Task description: Render every line of the items below as a Markdown table with the columns Row and Line. Put the row number in Row and the line's text in Line, and leave out blank lines.

Task inputs:
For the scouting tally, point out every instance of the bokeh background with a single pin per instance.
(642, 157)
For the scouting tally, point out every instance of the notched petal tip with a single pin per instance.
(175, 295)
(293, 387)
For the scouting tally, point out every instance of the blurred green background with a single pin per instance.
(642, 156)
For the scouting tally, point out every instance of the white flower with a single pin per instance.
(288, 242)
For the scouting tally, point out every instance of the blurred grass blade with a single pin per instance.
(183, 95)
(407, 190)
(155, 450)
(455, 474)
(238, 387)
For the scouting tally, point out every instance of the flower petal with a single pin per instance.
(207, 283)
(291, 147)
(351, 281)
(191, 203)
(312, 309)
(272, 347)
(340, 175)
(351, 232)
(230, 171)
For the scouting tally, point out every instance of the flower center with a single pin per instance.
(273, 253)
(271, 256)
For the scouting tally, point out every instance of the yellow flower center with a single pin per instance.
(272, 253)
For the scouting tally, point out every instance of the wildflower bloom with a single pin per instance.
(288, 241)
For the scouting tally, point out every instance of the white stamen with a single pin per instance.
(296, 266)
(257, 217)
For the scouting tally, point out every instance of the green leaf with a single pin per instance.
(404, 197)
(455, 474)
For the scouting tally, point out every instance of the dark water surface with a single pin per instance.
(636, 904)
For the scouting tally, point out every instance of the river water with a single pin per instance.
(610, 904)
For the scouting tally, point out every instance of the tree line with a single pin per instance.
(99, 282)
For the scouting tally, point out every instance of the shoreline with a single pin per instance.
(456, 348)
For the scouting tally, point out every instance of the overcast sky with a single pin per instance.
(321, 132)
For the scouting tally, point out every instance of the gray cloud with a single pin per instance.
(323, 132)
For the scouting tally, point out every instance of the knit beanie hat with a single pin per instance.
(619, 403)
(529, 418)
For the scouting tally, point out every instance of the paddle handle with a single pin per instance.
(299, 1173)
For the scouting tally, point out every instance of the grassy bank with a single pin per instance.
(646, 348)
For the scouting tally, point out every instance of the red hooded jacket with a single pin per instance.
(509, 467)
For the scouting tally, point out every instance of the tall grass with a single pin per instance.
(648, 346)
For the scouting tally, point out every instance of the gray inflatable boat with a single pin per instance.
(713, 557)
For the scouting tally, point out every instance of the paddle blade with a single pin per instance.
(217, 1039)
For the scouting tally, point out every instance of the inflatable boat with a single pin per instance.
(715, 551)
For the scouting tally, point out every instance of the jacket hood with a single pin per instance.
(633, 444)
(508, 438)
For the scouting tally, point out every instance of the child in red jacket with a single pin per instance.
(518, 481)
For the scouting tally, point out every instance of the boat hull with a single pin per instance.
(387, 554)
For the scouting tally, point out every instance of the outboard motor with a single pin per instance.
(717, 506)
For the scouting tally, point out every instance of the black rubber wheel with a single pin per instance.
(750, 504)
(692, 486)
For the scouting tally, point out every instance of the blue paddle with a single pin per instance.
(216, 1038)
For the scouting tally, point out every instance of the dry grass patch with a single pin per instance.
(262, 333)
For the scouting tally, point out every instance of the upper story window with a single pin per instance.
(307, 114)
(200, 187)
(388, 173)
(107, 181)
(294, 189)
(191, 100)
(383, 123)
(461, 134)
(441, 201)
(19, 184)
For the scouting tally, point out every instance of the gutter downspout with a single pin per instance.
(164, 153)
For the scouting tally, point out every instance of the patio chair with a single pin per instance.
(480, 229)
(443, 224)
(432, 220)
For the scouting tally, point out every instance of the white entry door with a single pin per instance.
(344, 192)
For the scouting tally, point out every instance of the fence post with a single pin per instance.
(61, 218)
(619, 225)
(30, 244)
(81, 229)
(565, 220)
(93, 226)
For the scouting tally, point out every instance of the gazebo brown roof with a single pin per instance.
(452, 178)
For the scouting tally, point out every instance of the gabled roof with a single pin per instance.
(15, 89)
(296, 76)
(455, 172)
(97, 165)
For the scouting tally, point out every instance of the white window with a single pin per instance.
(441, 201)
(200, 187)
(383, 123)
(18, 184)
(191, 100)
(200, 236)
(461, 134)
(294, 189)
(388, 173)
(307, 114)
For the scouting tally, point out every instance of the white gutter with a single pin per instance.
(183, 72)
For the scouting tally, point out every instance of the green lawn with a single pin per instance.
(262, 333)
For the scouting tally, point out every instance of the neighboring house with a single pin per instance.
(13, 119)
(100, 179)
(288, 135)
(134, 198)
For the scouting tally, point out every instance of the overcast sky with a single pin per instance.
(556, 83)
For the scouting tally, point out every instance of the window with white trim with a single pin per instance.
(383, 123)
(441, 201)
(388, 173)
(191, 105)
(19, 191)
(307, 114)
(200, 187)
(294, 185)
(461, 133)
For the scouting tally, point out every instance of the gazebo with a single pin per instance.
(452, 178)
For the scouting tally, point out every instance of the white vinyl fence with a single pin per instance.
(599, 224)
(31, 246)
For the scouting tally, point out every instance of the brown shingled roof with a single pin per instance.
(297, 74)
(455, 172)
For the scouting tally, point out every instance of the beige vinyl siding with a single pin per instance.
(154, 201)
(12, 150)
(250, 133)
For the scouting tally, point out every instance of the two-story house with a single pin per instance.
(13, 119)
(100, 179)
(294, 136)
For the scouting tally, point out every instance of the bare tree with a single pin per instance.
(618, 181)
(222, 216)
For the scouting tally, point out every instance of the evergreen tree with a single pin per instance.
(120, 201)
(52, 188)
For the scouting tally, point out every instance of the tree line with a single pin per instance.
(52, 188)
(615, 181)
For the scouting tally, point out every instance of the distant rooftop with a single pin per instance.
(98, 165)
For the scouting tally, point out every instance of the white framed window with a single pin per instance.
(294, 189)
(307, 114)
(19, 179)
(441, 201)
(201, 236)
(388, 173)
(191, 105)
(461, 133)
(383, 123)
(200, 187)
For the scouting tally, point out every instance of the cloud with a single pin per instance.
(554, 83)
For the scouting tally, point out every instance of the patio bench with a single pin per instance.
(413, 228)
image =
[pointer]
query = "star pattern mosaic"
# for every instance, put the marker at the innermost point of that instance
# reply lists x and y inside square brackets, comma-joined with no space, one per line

Output below:
| Row | Line |
|---|---|
| 1 | For the scouting tally, point out every instance of the bokeh background with a single pin per instance. |
| 2 | (642, 157) |
| 3 | For the scouting tally, point out every instance of the notched petal tip with a single pin per instance. |
| 4 | (175, 295) |
| 5 | (293, 387) |
| 6 | For the scouting tally, point out every instance of the blurred green background with a single pin per instance. |
| 7 | (642, 156) |
| 8 | For the scouting tally, point out every instance of the white flower with a single pin per instance. |
| 9 | (288, 242) |
| 10 | For the scouting tally, point out every instance of the blurred grass blade with a single pin per instance. |
| 11 | (183, 95) |
| 12 | (407, 190) |
| 13 | (155, 450) |
| 14 | (455, 474) |
| 15 | (238, 387) |
| 16 | For the scouting tally, point out every instance of the flower petal with a single pin per instance. |
| 17 | (207, 283) |
| 18 | (291, 147) |
| 19 | (351, 281) |
| 20 | (191, 203) |
| 21 | (312, 309) |
| 22 | (272, 347) |
| 23 | (340, 175) |
| 24 | (351, 232) |
| 25 | (230, 171) |
| 26 | For the scouting tally, point out every instance of the flower center with a single pin per instance. |
| 27 | (273, 253) |
| 28 | (271, 256) |
| 29 | For the scouting tally, point out every instance of the yellow flower center with a single pin per instance. |
| 30 | (272, 253) |
| 31 | For the scouting tally, point out every instance of the wildflower bloom with a single pin per instance. |
| 32 | (288, 241) |
| 33 | For the scouting tally, point out every instance of the white stamen with a single pin per instance. |
| 34 | (296, 266) |
| 35 | (257, 217) |
| 36 | For the scouting tally, point out every instance of the green leaf with a single pin per instance. |
| 37 | (404, 197) |
| 38 | (455, 474) |
| 39 | For the scouting tally, point out every instance of the dark water surface with a single pin per instance. |
| 40 | (636, 904) |
| 41 | For the scouting tally, point out every instance of the river water with a single pin per instance. |
| 42 | (610, 904) |
| 43 | For the scouting tally, point out every instance of the tree line with a single pin per instance. |
| 44 | (99, 282) |
| 45 | For the scouting tally, point out every instance of the shoreline with a single pin per instance. |
| 46 | (456, 348) |
| 47 | For the scouting tally, point out every instance of the overcast sky with a single pin per instance. |
| 48 | (321, 132) |
| 49 | For the scouting tally, point out every instance of the gray cloud with a single pin per instance. |
| 50 | (323, 132) |
| 51 | For the scouting tally, point out every instance of the knit beanie hat with a single pin per instance. |
| 52 | (619, 403) |
| 53 | (529, 418) |
| 54 | For the scouting tally, point out every instance of the paddle handle with a single pin per instance. |
| 55 | (299, 1173) |
| 56 | For the scouting tally, point out every instance of the grassy bank with a single pin per instance. |
| 57 | (646, 348) |
| 58 | For the scouting tally, point out every instance of the red hooded jacket with a single pin per instance. |
| 59 | (509, 467) |
| 60 | For the scouting tally, point out every instance of the tall grass with a single pin per instance. |
| 61 | (648, 346) |
| 62 | For the scouting tally, point out every instance of the gray inflatable boat with a single pin per instance. |
| 63 | (713, 557) |
| 64 | For the scouting tally, point out every instance of the paddle blade with a single pin per instance. |
| 65 | (217, 1039) |
| 66 | For the scouting tally, point out every instance of the inflatable boat with a single pin per instance. |
| 67 | (715, 551) |
| 68 | For the scouting tally, point out every instance of the jacket hood with a single pin per instance. |
| 69 | (633, 444) |
| 70 | (508, 438) |
| 71 | For the scouting tally, point out every instance of the child in red jacket with a single pin per instance. |
| 72 | (518, 481) |
| 73 | For the scouting tally, point out every instance of the boat hull with a single pin per instance. |
| 74 | (387, 554) |
| 75 | For the scouting tally, point out every instance of the outboard motor with a single pin per instance. |
| 76 | (717, 506) |
| 77 | For the scouting tally, point out every instance of the black rubber wheel with a single pin per instance. |
| 78 | (750, 504) |
| 79 | (692, 486) |
| 80 | For the scouting tally, point out every instance of the blue paddle with a single pin per instance. |
| 81 | (216, 1038) |
| 82 | For the scouting tally, point out every instance of the dry grass patch with a single pin per instance. |
| 83 | (262, 333) |
| 84 | For the scouting tally, point out every instance of the upper story window with a single pin per instance. |
| 85 | (307, 114) |
| 86 | (200, 187) |
| 87 | (388, 173) |
| 88 | (107, 181) |
| 89 | (294, 189) |
| 90 | (191, 100) |
| 91 | (383, 123) |
| 92 | (461, 134) |
| 93 | (441, 201) |
| 94 | (19, 184) |
| 95 | For the scouting tally, point out every instance of the gutter downspout with a single pin per instance. |
| 96 | (164, 153) |
| 97 | For the scouting tally, point out every instance of the patio chair with a single pin per instance. |
| 98 | (480, 229) |
| 99 | (443, 224) |
| 100 | (432, 220) |
| 101 | For the scouting tally, point out every instance of the white entry door with a single pin per instance. |
| 102 | (344, 192) |
| 103 | For the scouting tally, point out every instance of the fence post with a single pin per instance. |
| 104 | (61, 218) |
| 105 | (619, 225) |
| 106 | (30, 244) |
| 107 | (81, 229) |
| 108 | (565, 220) |
| 109 | (93, 226) |
| 110 | For the scouting tally, point out every instance of the gazebo brown roof with a single pin per instance. |
| 111 | (452, 178) |
| 112 | For the scouting tally, point out every instance of the gabled roof with a single pin per instance. |
| 113 | (15, 89) |
| 114 | (296, 76) |
| 115 | (455, 172) |
| 116 | (97, 165) |
| 117 | For the scouting tally, point out every instance of the white window with a single pin per instance. |
| 118 | (441, 201) |
| 119 | (200, 187) |
| 120 | (383, 123) |
| 121 | (18, 184) |
| 122 | (191, 100) |
| 123 | (200, 236) |
| 124 | (461, 134) |
| 125 | (294, 189) |
| 126 | (388, 173) |
| 127 | (307, 114) |
| 128 | For the scouting tally, point out every instance of the white gutter with a single pin per instance. |
| 129 | (183, 72) |
| 130 | For the scouting tally, point out every instance of the green lawn with a single pin per instance. |
| 131 | (262, 333) |
| 132 | For the scouting tally, point out every instance of the neighboring house with a single pin per instance. |
| 133 | (13, 119) |
| 134 | (100, 179) |
| 135 | (288, 135) |
| 136 | (134, 198) |
| 137 | For the scouting tally, point out every instance of the overcast sky with a single pin per instance. |
| 138 | (556, 83) |
| 139 | For the scouting tally, point out every instance of the window with white trim with a single pin per instance. |
| 140 | (383, 123) |
| 141 | (441, 201) |
| 142 | (388, 173) |
| 143 | (191, 105) |
| 144 | (19, 191) |
| 145 | (307, 114) |
| 146 | (200, 187) |
| 147 | (294, 185) |
| 148 | (461, 133) |
| 149 | For the scouting tally, point out every instance of the gazebo with a single pin per instance. |
| 150 | (452, 178) |
| 151 | For the scouting tally, point out every instance of the white vinyl fence with a single pin per instance. |
| 152 | (599, 224) |
| 153 | (31, 246) |
| 154 | For the scouting tally, point out every instance of the brown shingled roof with a single pin per instance. |
| 155 | (297, 74) |
| 156 | (455, 172) |
| 157 | For the scouting tally, point out every instance of the beige vinyl siding with a single pin per instance. |
| 158 | (154, 201) |
| 159 | (12, 150) |
| 160 | (250, 133) |
| 161 | For the scouting tally, point out every instance of the two-story house with a single pin per instance. |
| 162 | (13, 119) |
| 163 | (100, 179) |
| 164 | (294, 136) |
| 165 | For the scouting tally, point out every instance of the bare tree with a single pin per instance. |
| 166 | (618, 181) |
| 167 | (222, 216) |
| 168 | For the scouting tally, point out every instance of the evergreen tree with a single pin per instance. |
| 169 | (120, 201) |
| 170 | (52, 188) |
| 171 | For the scouting tally, point out every instance of the tree line with a single pin per instance. |
| 172 | (52, 188) |
| 173 | (615, 181) |
| 174 | For the scouting tally, point out every instance of the distant rooftop with a single pin per instance. |
| 175 | (98, 165) |
| 176 | For the scouting tally, point out every instance of the white framed window with a single pin per instance. |
| 177 | (294, 189) |
| 178 | (307, 114) |
| 179 | (19, 179) |
| 180 | (441, 201) |
| 181 | (201, 236) |
| 182 | (388, 173) |
| 183 | (191, 105) |
| 184 | (461, 133) |
| 185 | (383, 123) |
| 186 | (200, 187) |
| 187 | For the scouting tally, point out every instance of the cloud with a single pin per instance. |
| 188 | (554, 83) |
| 189 | For the scouting tally, point out every instance of the patio bench with a single pin per instance. |
| 190 | (413, 228) |
| 191 | image = |
| 192 | [pointer] |
| 193 | query = "star pattern mosaic" |
| 194 | # for every instance, put the marker at the innermost point of that instance |
| 195 | # reply lists x and y inside square brackets, comma-joined with no space, one per line |